## [Problema breve 1]
Reproduce literalmente el tramo del relato que va desde "Todo comenzó a" hasta "torcernos los planes.".
## [Problema breve 2]
Indica si cada afirmación concuerda con el relato, con un sí o un no acompañado de las palabras del relato que lo deciden, citadas textualmente: (a) La ruta anterior se hizo con una Suzuki GSR750 de pruebas. (b) Al salir de Zaragoza, lo que preocupaba a quien narra era el frío. (c) Fuendetodos alberga la casa natal de Goya.

┌─ Fragmento del documento

Una sonrisa invadió mi rostro. No estaba contento, de hecho estaba molesto. Era de esas sonrisas sarcásticas que a veces te autoregalas. Estaba molesto conmigo mismo y con el azar. Pensaba que no era posible -incluso estadísticamente imposible- que me volviera a quedar al límite de mi depósito de gasolina al intentar realizar la Ruta del Maestrazgo. Hace unas semanas, con una Suzuki GSR750 de pruebas no pude culminar la ruta por ese motivo. Ahora, con mi BMW R1200GS parecía un juego de niños. Pues no, me equivocaba. Así lo confirmaba el odioso chivato amarillo del cuadro de mandos y la señal de que solamente me quedaban doce kilómetros de autonomía. Y el siguiente pueblo importante estaba a diez. Esperaba que la suerte me acompañara y que encontrara una gasolinera en Belchite. De hecho estaba seguro que así sería. Pero como ya sabéis, en moto nunca existe la seguridad plena. Ese es precisamente uno de sus encantos.

Todo comenzó a primera hora de la mañana, en Zaragoza. El día empezaba a clarear, y se adivinaba un sol poderoso y altivo a pesar del invierno. No era el frío lo que me preocupaba. El viento bramaba tras la persiana, intentando arrancarla de cuajo. El cierzo parecía hacer peligrar la ruta. De todas maneras nos desperezamos, desayunamos rápidamente y nos echamos a la carretera sin mas. Sí, el viento era molesto, pero haría falta mucho para torcernos los planes.

La primera parte de la ruta fue un calco de la anterior. Fuendetodos aparecía al final de una carretera fuertemente bacheada, que no suponía ninguna dificultad para mi BMW. El pueblo continuaba como hacía unas semanas, casi desierto, a pesar de albergar la casa natal de Goya. La siguiente parada obligada en Belchite, para adentrarnos en sus ruinas de una guerra civil que poco a poco cae en el olvido, donde sus protagonistas van muriendo uno a uno, y donde una memoria histórica intenta -a veces sin mucho acierto, otras con todo el acierto del mundo- recordarnos lo que nunca debe volver a pasar. Y es que de utopías también se vive.

└─
┌─ Entradas extraídas

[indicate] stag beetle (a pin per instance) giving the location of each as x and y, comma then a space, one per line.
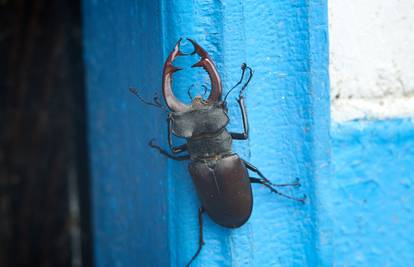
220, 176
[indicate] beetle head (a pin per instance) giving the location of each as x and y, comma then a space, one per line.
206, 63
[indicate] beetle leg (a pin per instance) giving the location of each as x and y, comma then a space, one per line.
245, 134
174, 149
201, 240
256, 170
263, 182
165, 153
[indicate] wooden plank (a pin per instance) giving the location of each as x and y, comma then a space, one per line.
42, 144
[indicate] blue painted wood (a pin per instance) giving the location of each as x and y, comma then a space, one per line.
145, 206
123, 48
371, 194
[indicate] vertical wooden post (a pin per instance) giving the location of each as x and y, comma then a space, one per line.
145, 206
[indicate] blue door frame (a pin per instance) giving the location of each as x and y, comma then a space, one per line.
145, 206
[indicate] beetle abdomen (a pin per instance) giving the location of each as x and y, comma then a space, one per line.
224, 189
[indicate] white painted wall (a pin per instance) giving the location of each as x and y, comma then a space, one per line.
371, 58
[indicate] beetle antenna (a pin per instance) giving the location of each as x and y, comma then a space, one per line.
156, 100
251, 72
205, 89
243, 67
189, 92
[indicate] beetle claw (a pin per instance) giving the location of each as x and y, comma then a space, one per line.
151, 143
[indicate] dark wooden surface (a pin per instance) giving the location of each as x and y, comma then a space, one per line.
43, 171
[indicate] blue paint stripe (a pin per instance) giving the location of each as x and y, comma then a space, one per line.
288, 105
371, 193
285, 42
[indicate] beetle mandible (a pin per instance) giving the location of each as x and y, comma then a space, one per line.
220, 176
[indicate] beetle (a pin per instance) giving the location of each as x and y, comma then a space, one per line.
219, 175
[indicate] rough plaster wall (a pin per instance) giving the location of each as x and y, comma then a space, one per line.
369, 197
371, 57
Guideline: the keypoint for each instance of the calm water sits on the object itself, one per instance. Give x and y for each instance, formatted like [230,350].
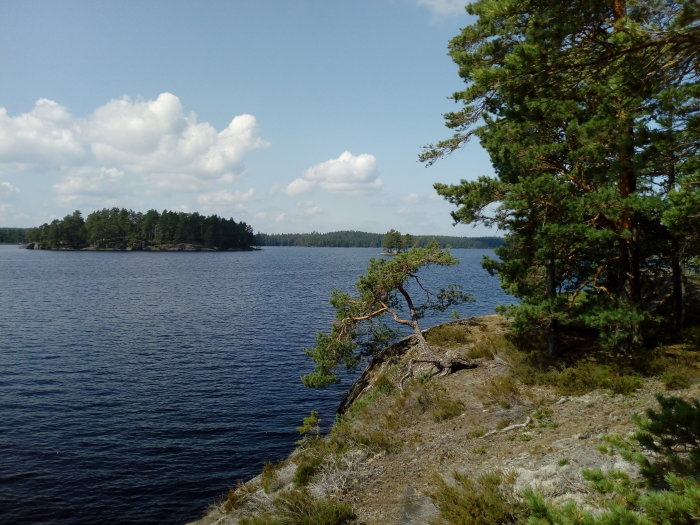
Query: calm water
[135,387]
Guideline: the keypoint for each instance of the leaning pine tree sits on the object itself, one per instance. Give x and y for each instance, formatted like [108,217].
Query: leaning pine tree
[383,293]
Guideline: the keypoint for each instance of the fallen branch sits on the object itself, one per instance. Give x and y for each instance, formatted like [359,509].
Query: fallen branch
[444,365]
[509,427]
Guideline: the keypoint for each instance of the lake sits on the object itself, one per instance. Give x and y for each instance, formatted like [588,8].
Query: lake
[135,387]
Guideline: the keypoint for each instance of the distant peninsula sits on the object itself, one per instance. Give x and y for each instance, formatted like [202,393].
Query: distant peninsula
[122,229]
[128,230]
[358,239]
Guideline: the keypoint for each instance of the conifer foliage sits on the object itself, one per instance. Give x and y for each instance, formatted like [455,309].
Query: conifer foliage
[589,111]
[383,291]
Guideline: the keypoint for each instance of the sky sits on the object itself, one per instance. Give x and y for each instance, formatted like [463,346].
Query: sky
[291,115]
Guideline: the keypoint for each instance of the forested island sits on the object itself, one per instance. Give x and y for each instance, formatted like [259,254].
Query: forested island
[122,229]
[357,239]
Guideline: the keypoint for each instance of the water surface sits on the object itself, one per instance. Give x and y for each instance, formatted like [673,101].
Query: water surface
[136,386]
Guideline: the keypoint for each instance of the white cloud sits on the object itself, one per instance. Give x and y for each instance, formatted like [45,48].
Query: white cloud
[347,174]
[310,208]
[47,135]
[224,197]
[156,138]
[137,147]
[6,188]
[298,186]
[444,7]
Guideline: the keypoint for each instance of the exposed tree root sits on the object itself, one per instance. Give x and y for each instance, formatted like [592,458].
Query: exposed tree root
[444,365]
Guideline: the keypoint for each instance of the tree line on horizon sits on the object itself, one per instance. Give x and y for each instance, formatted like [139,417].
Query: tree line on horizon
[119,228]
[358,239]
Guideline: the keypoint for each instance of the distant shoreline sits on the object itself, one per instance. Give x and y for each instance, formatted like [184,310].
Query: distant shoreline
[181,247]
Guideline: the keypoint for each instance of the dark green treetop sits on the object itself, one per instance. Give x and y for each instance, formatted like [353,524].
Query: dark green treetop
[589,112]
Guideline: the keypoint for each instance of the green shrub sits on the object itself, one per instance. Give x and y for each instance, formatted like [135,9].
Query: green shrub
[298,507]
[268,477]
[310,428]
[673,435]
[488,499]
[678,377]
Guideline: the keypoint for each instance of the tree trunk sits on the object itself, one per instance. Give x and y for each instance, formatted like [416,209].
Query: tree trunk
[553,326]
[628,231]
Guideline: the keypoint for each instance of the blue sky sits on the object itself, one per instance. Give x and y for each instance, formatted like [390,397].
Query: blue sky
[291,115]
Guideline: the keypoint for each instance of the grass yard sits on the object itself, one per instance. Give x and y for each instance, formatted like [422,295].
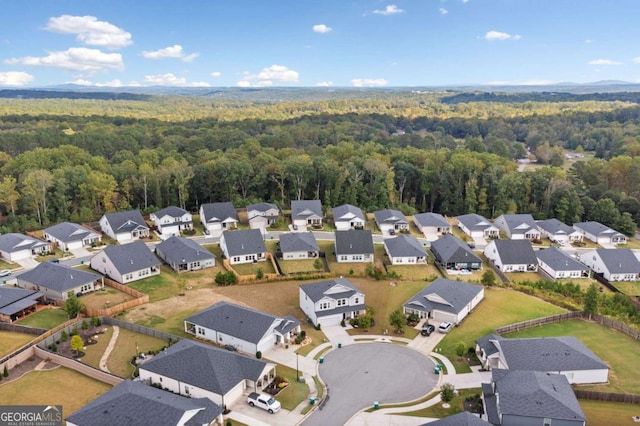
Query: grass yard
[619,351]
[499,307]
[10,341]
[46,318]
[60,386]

└─

## [Respuesta escrita 1]
Todo comenzó a primera hora de la mañana, en Zaragoza. El día empezaba a clarear, y se adivinaba un sol poderoso y altivo a pesar del invierno. No era el frío lo que me preocupaba. El viento bramaba tras la persiana, intentando arrancarla de cuajo. El cierzo parecía hacer peligrar la ruta. De todas maneras nos desperezamos, desayunamos rápidamente y nos echamos a la carretera sin mas. Sí, el viento era molesto, pero haría falta mucho para torcernos los planes.

## [Respuesta escrita 2]
(a) Sí: "Hace unas semanas, con una Suzuki GSR750 de pruebas no pude culminar la ruta por ese motivo."
(b) No: "No era el frío lo que me preocupaba."
(c) Sí: "a pesar de albergar la casa natal de Goya."